# START OF Input records
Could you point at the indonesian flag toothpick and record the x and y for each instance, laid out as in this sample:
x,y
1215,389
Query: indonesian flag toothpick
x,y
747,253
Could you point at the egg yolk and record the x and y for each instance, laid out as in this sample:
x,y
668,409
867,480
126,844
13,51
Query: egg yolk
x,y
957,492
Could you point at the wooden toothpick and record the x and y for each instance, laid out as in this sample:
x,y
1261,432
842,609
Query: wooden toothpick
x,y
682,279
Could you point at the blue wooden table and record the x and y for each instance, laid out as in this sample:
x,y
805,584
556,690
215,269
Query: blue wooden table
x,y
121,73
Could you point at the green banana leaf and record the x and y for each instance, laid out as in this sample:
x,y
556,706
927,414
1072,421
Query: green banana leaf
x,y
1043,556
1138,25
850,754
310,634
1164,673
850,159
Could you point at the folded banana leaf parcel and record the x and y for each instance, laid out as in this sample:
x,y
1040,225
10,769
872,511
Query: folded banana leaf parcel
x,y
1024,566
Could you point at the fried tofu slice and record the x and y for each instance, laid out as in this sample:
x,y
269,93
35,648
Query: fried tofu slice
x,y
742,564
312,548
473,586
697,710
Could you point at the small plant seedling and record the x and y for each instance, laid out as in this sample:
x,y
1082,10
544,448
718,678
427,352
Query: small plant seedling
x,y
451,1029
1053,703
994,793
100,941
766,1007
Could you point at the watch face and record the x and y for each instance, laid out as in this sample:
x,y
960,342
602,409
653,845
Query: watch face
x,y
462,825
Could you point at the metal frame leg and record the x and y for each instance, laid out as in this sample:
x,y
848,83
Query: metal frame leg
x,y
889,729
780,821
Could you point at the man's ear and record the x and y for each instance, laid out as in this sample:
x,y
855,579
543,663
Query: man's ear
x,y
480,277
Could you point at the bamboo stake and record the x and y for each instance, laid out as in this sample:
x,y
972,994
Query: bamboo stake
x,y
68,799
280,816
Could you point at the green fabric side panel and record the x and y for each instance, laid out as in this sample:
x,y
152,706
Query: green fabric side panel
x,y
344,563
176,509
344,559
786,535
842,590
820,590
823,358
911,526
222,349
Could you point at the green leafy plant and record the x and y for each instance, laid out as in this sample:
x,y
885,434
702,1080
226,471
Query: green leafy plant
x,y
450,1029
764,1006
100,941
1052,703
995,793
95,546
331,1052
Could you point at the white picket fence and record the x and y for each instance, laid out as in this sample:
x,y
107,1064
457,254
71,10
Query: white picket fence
# END OF Input records
Write out all of the records above word for word.

*Full answer*
Could you point at the indonesian flag toothpick and record the x and y for each instance, laid out as in this sample:
x,y
1215,389
Query: indonesian flag toothpick
x,y
747,253
Could you point at the egg yolk and record the x and y for each instance, laid out as in this sample:
x,y
668,409
867,480
126,844
13,51
Query: egg yolk
x,y
957,492
Could you point at the wooden toothpick and record the x and y for each instance, laid out as in this sample:
x,y
1261,432
842,609
Query: wooden toothpick
x,y
682,279
Could you point at the blue wooden table and record the x and y for each instance, laid out as in this sample:
x,y
805,584
556,690
215,269
Query: blue wooden table
x,y
121,73
Could you point at the green banana leaf and record the x and y for each instance, laid out as in this sample:
x,y
556,706
927,414
1072,421
Query: green banana leaf
x,y
1043,556
1138,25
850,754
310,634
1164,673
850,159
Could you point at the folded banana leaf parcel and record the x and y for each instance, laid out as in this sample:
x,y
1040,225
10,769
872,511
Query: folded banana leaf parcel
x,y
1024,566
Could you point at the fried tofu slice and record the x and y for each instance, laid out as in this sample:
x,y
269,93
35,648
Query: fried tofu slice
x,y
742,564
312,548
473,586
697,710
Could you point at the small plant seedling and record the x and y for each instance, laid out as in this sample:
x,y
1082,10
544,448
718,678
427,352
Query: small plant seedling
x,y
451,1029
1053,703
994,793
100,941
766,1007
Could you point at the watch face and record the x and y for each instance, laid out as in this sample:
x,y
960,342
602,409
653,845
Query: watch face
x,y
462,825
Could you point at the metal frame leg and record the x and y for each instance, laid out as in this sample:
x,y
848,83
Query: metal frame leg
x,y
889,729
780,821
Could you point at the man's ear and record the x and y for each instance, laid out as in this sample:
x,y
855,579
543,663
Query: man's ear
x,y
480,277
Could you point at the bamboo stake and record the x and y for each instance, laid out as in this sample:
x,y
972,994
Query: bamboo stake
x,y
68,799
280,816
Could you point at the green fabric side panel and record the x and y for each instance, laid out as in this sample:
x,y
152,706
Query: green fabric side panel
x,y
344,563
176,509
344,559
786,535
842,590
820,590
823,358
911,526
222,349
Could you point at the green leafy plant and record the x and y for each instance, laid out as in this sample:
x,y
885,434
702,1080
226,471
Query: green leafy plant
x,y
450,1029
764,1006
100,941
1052,703
995,793
95,546
331,1052
Could you point at the white picket fence and record the x and y for each instance, laid out as in this sample:
x,y
107,1064
457,254
71,10
Query: white picket fence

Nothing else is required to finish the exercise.